I would love to see women pastry chefs empowered through cooperative enterprising. I think the most difficult thing to work out are the finances if we all profit shared. But, Wendy, what I think you are thinking about lies more along the lines of a business incubator, where hatchling businesses are located in the same physical site but share office space, machinery, etc. to cut down on overhead costs. The shared expenses amongst pastry chefs would be rent, electricity, gas, ovens, refrigerators, etc. But of course, if we pooled together resources, we could get better equipment like a surgelator, or better quality products (group healthcare, 401-(k), etc.) at a lower price to each of us.

I am sure there are a few restaurants out here are cooperative enterprises. The one that comes to mind is The Swallow in Berkeley, where Ruth Reichl was for a few years. It's mentioned in her books. And they have had a few cookbook, but I am not sure if they are still in business.

There are also a lot of pitfalls to be wary of in such enterprises. Very often, co-ops are torn apart by petty arguments over money. I think that's what the people in the documentaries lamented the most. Also, shared management is of big issue. There are also a lot of emotional issues.

....

### Written instruction A
Report how many lines of the records below contain the word "windshield", giving the number alone.

Raw records:
....

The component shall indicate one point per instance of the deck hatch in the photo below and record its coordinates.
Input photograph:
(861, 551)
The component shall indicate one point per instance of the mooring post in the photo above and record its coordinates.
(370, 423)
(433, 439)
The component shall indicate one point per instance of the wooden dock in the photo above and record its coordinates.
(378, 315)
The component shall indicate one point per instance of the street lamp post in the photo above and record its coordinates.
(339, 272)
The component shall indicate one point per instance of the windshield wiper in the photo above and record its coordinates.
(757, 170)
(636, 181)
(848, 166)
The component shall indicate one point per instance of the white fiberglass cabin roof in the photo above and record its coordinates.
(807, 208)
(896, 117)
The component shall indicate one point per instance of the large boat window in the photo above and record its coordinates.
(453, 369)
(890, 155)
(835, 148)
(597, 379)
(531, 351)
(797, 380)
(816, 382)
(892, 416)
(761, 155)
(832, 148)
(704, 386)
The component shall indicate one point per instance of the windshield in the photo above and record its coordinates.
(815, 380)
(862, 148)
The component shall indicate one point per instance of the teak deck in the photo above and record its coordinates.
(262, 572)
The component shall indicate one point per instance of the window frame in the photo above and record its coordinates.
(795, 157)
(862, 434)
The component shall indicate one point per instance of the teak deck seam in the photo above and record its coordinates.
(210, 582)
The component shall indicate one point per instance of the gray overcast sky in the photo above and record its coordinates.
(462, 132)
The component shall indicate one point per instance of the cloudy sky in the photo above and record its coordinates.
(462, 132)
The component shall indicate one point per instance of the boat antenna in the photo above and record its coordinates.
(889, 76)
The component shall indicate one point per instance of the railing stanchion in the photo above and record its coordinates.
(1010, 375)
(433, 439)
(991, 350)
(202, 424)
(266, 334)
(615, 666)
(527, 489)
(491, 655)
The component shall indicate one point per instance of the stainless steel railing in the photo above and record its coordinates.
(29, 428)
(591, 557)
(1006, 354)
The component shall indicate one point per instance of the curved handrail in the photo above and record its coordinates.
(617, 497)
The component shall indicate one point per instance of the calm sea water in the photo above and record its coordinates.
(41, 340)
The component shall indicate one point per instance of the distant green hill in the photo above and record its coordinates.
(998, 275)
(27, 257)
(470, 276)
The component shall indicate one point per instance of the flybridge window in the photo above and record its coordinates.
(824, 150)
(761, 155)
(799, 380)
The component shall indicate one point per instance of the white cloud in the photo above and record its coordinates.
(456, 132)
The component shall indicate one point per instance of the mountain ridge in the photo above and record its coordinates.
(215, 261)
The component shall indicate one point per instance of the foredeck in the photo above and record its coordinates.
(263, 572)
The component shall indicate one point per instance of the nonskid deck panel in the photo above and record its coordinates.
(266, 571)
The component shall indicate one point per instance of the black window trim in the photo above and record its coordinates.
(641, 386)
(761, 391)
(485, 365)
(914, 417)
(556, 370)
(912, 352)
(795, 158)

....

### Written instruction B
Revise the passage on pastry chef cooperatives between "There are also a lot of pitfalls" and "of emotional issues.", inclusive, replacing "pitfalls" with "hazards".

### Worked answer A
2

### Worked answer B
There are also a lot of hazards to be wary of in such enterprises. Very often, co-ops are torn apart by petty arguments over money. I think that's what the people in the documentaries lamented the most. Also, shared management is of big issue. There are also a lot of emotional issues.